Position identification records
* * * *
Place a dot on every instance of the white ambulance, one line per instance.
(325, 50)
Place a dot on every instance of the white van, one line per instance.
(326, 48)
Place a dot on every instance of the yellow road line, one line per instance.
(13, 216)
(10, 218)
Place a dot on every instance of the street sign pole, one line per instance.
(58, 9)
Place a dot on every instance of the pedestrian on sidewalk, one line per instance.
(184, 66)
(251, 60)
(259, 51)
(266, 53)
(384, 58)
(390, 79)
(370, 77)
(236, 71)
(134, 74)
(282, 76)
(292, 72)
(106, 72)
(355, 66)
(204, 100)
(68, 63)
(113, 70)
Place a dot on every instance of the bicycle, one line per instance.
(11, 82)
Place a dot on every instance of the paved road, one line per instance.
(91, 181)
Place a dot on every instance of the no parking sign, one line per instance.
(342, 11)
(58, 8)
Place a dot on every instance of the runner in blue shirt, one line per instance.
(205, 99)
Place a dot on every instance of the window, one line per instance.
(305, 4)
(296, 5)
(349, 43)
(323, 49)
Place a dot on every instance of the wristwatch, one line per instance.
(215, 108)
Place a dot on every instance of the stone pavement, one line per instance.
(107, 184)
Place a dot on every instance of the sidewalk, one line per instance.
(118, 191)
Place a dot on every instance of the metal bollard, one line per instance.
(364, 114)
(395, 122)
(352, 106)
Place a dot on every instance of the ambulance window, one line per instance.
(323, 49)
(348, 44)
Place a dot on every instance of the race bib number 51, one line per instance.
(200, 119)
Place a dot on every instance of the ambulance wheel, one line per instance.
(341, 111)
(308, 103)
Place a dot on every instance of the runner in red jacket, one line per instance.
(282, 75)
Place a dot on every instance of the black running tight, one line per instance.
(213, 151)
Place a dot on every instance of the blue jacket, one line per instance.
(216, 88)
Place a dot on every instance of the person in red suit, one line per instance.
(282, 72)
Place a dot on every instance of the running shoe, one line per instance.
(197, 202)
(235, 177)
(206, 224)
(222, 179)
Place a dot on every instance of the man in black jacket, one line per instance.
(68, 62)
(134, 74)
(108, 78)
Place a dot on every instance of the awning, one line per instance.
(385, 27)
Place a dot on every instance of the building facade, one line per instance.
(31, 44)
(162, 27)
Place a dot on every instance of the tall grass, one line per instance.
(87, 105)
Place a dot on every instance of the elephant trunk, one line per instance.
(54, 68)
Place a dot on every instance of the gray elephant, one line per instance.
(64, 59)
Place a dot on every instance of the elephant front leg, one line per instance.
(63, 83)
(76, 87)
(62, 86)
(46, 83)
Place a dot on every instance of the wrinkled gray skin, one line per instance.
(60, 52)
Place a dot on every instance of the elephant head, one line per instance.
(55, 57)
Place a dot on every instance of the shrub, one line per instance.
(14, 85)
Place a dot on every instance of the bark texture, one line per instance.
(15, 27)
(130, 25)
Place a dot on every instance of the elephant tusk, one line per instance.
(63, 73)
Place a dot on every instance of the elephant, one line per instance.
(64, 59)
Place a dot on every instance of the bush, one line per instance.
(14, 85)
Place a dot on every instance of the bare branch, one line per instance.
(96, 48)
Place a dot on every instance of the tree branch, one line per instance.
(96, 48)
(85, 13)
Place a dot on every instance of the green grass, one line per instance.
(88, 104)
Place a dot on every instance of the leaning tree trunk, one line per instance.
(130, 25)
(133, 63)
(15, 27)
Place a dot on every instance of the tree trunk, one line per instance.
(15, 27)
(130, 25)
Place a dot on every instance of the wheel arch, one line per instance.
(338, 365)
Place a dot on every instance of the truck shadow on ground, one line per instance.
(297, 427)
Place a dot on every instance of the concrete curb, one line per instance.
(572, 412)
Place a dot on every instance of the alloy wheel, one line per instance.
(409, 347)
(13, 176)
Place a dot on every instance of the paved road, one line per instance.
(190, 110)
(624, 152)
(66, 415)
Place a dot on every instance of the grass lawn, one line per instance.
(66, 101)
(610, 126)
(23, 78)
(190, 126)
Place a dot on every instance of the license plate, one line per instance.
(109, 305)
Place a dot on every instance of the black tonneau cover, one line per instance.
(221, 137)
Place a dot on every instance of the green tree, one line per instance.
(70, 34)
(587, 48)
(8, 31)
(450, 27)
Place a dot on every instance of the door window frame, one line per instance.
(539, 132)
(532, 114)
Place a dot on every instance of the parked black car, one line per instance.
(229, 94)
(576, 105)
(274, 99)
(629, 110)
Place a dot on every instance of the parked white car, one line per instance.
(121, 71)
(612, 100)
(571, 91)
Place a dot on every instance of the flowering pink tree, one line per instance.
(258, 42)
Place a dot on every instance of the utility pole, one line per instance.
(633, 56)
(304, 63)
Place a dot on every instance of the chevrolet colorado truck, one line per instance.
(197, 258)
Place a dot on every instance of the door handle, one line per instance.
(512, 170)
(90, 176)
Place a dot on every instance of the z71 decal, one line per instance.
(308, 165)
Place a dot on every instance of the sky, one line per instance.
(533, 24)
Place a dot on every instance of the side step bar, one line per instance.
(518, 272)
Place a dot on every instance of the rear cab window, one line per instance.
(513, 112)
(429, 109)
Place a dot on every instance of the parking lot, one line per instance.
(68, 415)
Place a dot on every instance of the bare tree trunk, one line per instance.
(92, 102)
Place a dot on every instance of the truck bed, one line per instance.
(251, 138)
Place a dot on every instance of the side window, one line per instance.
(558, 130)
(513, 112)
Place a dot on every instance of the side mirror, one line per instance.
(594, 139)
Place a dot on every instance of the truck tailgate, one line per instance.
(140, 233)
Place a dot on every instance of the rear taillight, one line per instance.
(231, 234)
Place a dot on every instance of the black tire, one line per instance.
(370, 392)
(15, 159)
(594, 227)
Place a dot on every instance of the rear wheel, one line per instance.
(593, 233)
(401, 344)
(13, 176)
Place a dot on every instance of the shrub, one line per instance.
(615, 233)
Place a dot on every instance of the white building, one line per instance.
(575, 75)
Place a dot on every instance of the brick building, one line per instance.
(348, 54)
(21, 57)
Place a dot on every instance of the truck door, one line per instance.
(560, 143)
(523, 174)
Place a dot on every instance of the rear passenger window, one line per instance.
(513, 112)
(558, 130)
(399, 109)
* * * *
_What you have to do:_ Please convert every line of the records above into a Markdown table with two columns, Row for the row number and Line for the line itself. Leave out blank lines.

_Solution for this problem:_
| Row | Line |
|---|---|
| 1 | Place a dot on every instance of the white ambulance, one line per instance. |
| 2 | (325, 50) |
| 3 | Place a dot on every instance of the white van, one line per instance. |
| 4 | (326, 48) |
| 5 | Place a dot on every instance of the yellow road line, one line per instance. |
| 6 | (13, 216) |
| 7 | (10, 218) |
| 8 | Place a dot on every instance of the street sign pole, one line per instance. |
| 9 | (58, 9) |
| 10 | Place a dot on every instance of the pedestrian on sidewalk, one line per instance. |
| 11 | (184, 66) |
| 12 | (251, 60) |
| 13 | (259, 51) |
| 14 | (266, 53) |
| 15 | (384, 58) |
| 16 | (390, 79) |
| 17 | (370, 77) |
| 18 | (236, 71) |
| 19 | (134, 74) |
| 20 | (282, 76) |
| 21 | (292, 72) |
| 22 | (106, 72) |
| 23 | (355, 66) |
| 24 | (204, 100) |
| 25 | (68, 63) |
| 26 | (113, 70) |
| 27 | Place a dot on every instance of the bicycle, one line per instance. |
| 28 | (11, 82) |
| 29 | Place a dot on every instance of the paved road, one line per instance. |
| 30 | (91, 181) |
| 31 | Place a dot on every instance of the no parking sign, one line per instance. |
| 32 | (342, 11) |
| 33 | (58, 8) |
| 34 | Place a dot on every instance of the runner in blue shirt, one line per instance. |
| 35 | (205, 99) |
| 36 | Place a dot on every instance of the window, one line per instance. |
| 37 | (305, 4) |
| 38 | (296, 5) |
| 39 | (349, 43) |
| 40 | (323, 49) |
| 41 | Place a dot on every instance of the wristwatch, one line per instance. |
| 42 | (215, 108) |
| 43 | Place a dot on every instance of the stone pavement, one line per instance. |
| 44 | (107, 184) |
| 45 | Place a dot on every instance of the sidewalk, one line per instance. |
| 46 | (118, 191) |
| 47 | Place a dot on every instance of the metal bollard, one line per instance. |
| 48 | (364, 114) |
| 49 | (395, 122) |
| 50 | (352, 106) |
| 51 | Place a dot on every instance of the ambulance window, one line per instance. |
| 52 | (323, 49) |
| 53 | (348, 44) |
| 54 | Place a dot on every instance of the race bib number 51, one line per instance. |
| 55 | (200, 119) |
| 56 | Place a dot on every instance of the ambulance wheel, one line per instance. |
| 57 | (341, 111) |
| 58 | (308, 103) |
| 59 | Place a dot on every instance of the runner in red jacket, one line per instance. |
| 60 | (282, 75) |
| 61 | Place a dot on every instance of the black running tight, one line per instance. |
| 62 | (213, 151) |
| 63 | Place a dot on every instance of the blue jacket, one line per instance. |
| 64 | (216, 88) |
| 65 | Place a dot on every instance of the person in red suit, one line per instance. |
| 66 | (282, 72) |
| 67 | Place a dot on every instance of the running shoe, one line per instance. |
| 68 | (197, 202) |
| 69 | (235, 177) |
| 70 | (206, 224) |
| 71 | (222, 179) |
| 72 | Place a dot on every instance of the man in black jacket, one line per instance. |
| 73 | (68, 62) |
| 74 | (134, 74) |
| 75 | (108, 78) |
| 76 | Place a dot on every instance of the awning, one line per instance. |
| 77 | (385, 27) |
| 78 | Place a dot on every instance of the building facade, one line per instance. |
| 79 | (31, 44) |
| 80 | (162, 27) |
| 81 | Place a dot on every instance of the tall grass, one line per instance. |
| 82 | (87, 105) |
| 83 | Place a dot on every instance of the elephant trunk, one line per instance. |
| 84 | (54, 68) |
| 85 | Place a dot on every instance of the gray elephant, one line per instance. |
| 86 | (64, 59) |
| 87 | Place a dot on every instance of the elephant front leg, one line per instance. |
| 88 | (63, 83) |
| 89 | (76, 87) |
| 90 | (62, 86) |
| 91 | (46, 83) |
| 92 | Place a dot on every instance of the wrinkled gray skin, one line per instance. |
| 93 | (60, 52) |
| 94 | Place a dot on every instance of the elephant head, one line per instance. |
| 95 | (55, 57) |
| 96 | Place a dot on every instance of the shrub, one line per instance. |
| 97 | (14, 85) |
| 98 | Place a dot on every instance of the bark texture, one line per instance. |
| 99 | (15, 27) |
| 100 | (130, 25) |
| 101 | Place a dot on every instance of the elephant tusk, one line per instance. |
| 102 | (63, 73) |
| 103 | Place a dot on every instance of the elephant, one line per instance. |
| 104 | (64, 59) |
| 105 | Place a dot on every instance of the bush, one line per instance. |
| 106 | (14, 85) |
| 107 | Place a dot on every instance of the bare branch, one line per instance. |
| 108 | (96, 48) |
| 109 | Place a dot on every instance of the tree branch, one line per instance. |
| 110 | (96, 48) |
| 111 | (85, 13) |
| 112 | Place a dot on every instance of the green grass, one line per instance. |
| 113 | (88, 104) |
| 114 | Place a dot on every instance of the leaning tree trunk, one line per instance. |
| 115 | (130, 25) |
| 116 | (133, 63) |
| 117 | (15, 27) |
| 118 | Place a dot on every instance of the tree trunk, one line per instance. |
| 119 | (15, 27) |
| 120 | (130, 25) |
| 121 | Place a dot on every instance of the wheel arch, one line per instance. |
| 122 | (338, 365) |
| 123 | Place a dot on every instance of the truck shadow on ground, one line per instance. |
| 124 | (297, 427) |
| 125 | Place a dot on every instance of the concrete curb, one line per instance. |
| 126 | (572, 412) |
| 127 | Place a dot on every instance of the alloy wheel, one line per instance. |
| 128 | (409, 347) |
| 129 | (13, 176) |
| 130 | Place a dot on every instance of the paved road, one line per instance. |
| 131 | (190, 110) |
| 132 | (624, 152) |
| 133 | (66, 415) |
| 134 | Place a dot on every instance of the grass lawn, one line per instance. |
| 135 | (66, 101) |
| 136 | (610, 126) |
| 137 | (23, 78) |
| 138 | (190, 126) |
| 139 | Place a dot on every instance of the license plate, one line per instance. |
| 140 | (109, 305) |
| 141 | Place a dot on every instance of the black tonneau cover, one line per instance. |
| 142 | (221, 137) |
| 143 | Place a dot on every instance of the green tree, one line per instance. |
| 144 | (70, 34) |
| 145 | (587, 48) |
| 146 | (8, 31) |
| 147 | (450, 27) |
| 148 | Place a dot on every instance of the door window frame, one line per instance. |
| 149 | (539, 132) |
| 150 | (532, 114) |
| 151 | Place a dot on every instance of the parked black car, one line per instance. |
| 152 | (229, 94) |
| 153 | (576, 105) |
| 154 | (274, 99) |
| 155 | (629, 110) |
| 156 | Place a dot on every instance of the parked white car, one line per instance. |
| 157 | (121, 71) |
| 158 | (612, 100) |
| 159 | (571, 91) |
| 160 | Place a dot on every instance of the flowering pink tree, one line per instance. |
| 161 | (258, 42) |
| 162 | Place a dot on every instance of the utility pole, one line per instance. |
| 163 | (633, 56) |
| 164 | (304, 63) |
| 165 | Place a dot on every instance of the chevrolet colorado truck, one line per instance. |
| 166 | (197, 258) |
| 167 | Place a dot on every instance of the door handle, one line per instance. |
| 168 | (512, 170) |
| 169 | (90, 176) |
| 170 | Place a dot on every instance of the z71 decal, one line per instance. |
| 171 | (308, 165) |
| 172 | Place a dot on every instance of the sky, one line per instance. |
| 173 | (533, 24) |
| 174 | Place a dot on every instance of the side step bar, one line per instance. |
| 175 | (518, 272) |
| 176 | Place a dot on every instance of the rear cab window, one line per instance. |
| 177 | (513, 112) |
| 178 | (429, 109) |
| 179 | Place a dot on every instance of the parking lot, one line per instance. |
| 180 | (68, 415) |
| 181 | Place a dot on every instance of the bare tree trunk, one line per instance. |
| 182 | (92, 102) |
| 183 | Place a dot on every instance of the truck bed, one line per instance. |
| 184 | (251, 138) |
| 185 | Place a dot on every instance of the side window, one line per instance. |
| 186 | (558, 130) |
| 187 | (513, 112) |
| 188 | Place a dot on every instance of the side mirror, one line per instance. |
| 189 | (594, 139) |
| 190 | Place a dot on every instance of the truck tailgate, one line per instance. |
| 191 | (140, 233) |
| 192 | Place a dot on every instance of the rear taillight, one line per instance. |
| 193 | (231, 234) |
| 194 | Place a dot on every instance of the black tire, one line per instance. |
| 195 | (370, 392) |
| 196 | (15, 159) |
| 197 | (594, 227) |
| 198 | Place a dot on every instance of the rear wheel, one line per instance. |
| 199 | (593, 233) |
| 200 | (401, 344) |
| 201 | (13, 176) |
| 202 | Place a dot on every instance of the shrub, one line per instance. |
| 203 | (615, 233) |
| 204 | Place a dot on every instance of the white building, one line per instance. |
| 205 | (575, 75) |
| 206 | Place a dot on every instance of the brick building, one line per instance. |
| 207 | (348, 54) |
| 208 | (21, 57) |
| 209 | Place a dot on every instance of the truck door, one line per instance. |
| 210 | (560, 143) |
| 211 | (523, 174) |
| 212 | Place a dot on every instance of the rear passenger window, one line per instance. |
| 213 | (513, 112) |
| 214 | (558, 130) |
| 215 | (399, 109) |